● **STATED TASK**: Render every line of the entries below as a Markdown table with two columns, "Row" for the row number and "Line" for the line itself, omitting blank lines.
--- start of RECORDS SUPPLIED ---
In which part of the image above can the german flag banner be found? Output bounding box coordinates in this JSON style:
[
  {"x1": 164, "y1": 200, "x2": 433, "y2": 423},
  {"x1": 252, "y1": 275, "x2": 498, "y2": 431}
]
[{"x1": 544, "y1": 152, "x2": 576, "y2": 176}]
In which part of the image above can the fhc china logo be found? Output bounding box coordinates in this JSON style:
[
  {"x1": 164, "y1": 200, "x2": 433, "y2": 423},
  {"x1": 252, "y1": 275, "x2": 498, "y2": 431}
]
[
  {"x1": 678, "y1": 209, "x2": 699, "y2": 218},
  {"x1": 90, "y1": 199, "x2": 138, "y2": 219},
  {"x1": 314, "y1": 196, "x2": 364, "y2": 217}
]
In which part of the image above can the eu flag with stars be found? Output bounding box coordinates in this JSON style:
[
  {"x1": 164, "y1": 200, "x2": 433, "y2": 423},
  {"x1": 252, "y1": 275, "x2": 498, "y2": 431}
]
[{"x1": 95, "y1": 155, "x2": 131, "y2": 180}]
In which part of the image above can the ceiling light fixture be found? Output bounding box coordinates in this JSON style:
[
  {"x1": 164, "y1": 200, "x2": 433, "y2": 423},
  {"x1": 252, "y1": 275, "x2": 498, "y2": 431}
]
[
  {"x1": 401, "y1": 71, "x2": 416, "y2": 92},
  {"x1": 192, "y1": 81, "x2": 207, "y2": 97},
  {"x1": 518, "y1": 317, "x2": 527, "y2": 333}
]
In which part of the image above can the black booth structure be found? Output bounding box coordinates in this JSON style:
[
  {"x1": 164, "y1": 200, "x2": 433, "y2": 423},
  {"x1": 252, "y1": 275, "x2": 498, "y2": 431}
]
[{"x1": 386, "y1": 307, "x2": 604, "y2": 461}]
--- end of RECORDS SUPPLIED ---
● **EXERCISE SOLUTION**:
| Row | Line |
|---|---|
| 1 | In which part of the image above can the german flag banner be found? Output bounding box coordinates in this JSON style: |
| 2 | [ |
| 3 |   {"x1": 164, "y1": 200, "x2": 433, "y2": 423}, |
| 4 |   {"x1": 252, "y1": 275, "x2": 498, "y2": 431} |
| 5 | ] |
| 6 | [{"x1": 544, "y1": 152, "x2": 576, "y2": 176}] |
| 7 | In which part of the image above can the fhc china logo be found? Output bounding box coordinates in this JSON style: |
| 8 | [ |
| 9 |   {"x1": 164, "y1": 200, "x2": 433, "y2": 423}, |
| 10 |   {"x1": 252, "y1": 275, "x2": 498, "y2": 431} |
| 11 | ] |
| 12 | [ |
| 13 |   {"x1": 678, "y1": 209, "x2": 699, "y2": 218}, |
| 14 |   {"x1": 90, "y1": 199, "x2": 138, "y2": 219}, |
| 15 |   {"x1": 314, "y1": 196, "x2": 364, "y2": 217} |
| 16 | ] |
| 17 | In which part of the image above can the eu flag with stars be found? Output bounding box coordinates in this JSON style: |
| 18 | [ |
| 19 |   {"x1": 164, "y1": 200, "x2": 433, "y2": 423}, |
| 20 |   {"x1": 252, "y1": 275, "x2": 498, "y2": 431} |
| 21 | ] |
| 22 | [{"x1": 95, "y1": 155, "x2": 131, "y2": 180}] |
| 23 | In which part of the image above can the ceiling light fixture be found? Output bounding box coordinates in this JSON style: |
| 24 | [ |
| 25 |   {"x1": 164, "y1": 200, "x2": 433, "y2": 423}, |
| 26 |   {"x1": 252, "y1": 275, "x2": 498, "y2": 431} |
| 27 | ] |
| 28 | [ |
| 29 |   {"x1": 401, "y1": 71, "x2": 416, "y2": 92}, |
| 30 |   {"x1": 192, "y1": 81, "x2": 207, "y2": 97}, |
| 31 |   {"x1": 518, "y1": 317, "x2": 527, "y2": 333} |
| 32 | ] |
| 33 | In which part of the image above can the black booth structure be found? Output bounding box coordinates in this JSON style: |
| 34 | [ |
| 35 |   {"x1": 164, "y1": 200, "x2": 433, "y2": 423}, |
| 36 |   {"x1": 252, "y1": 275, "x2": 498, "y2": 431} |
| 37 | ] |
| 38 | [{"x1": 386, "y1": 307, "x2": 604, "y2": 461}] |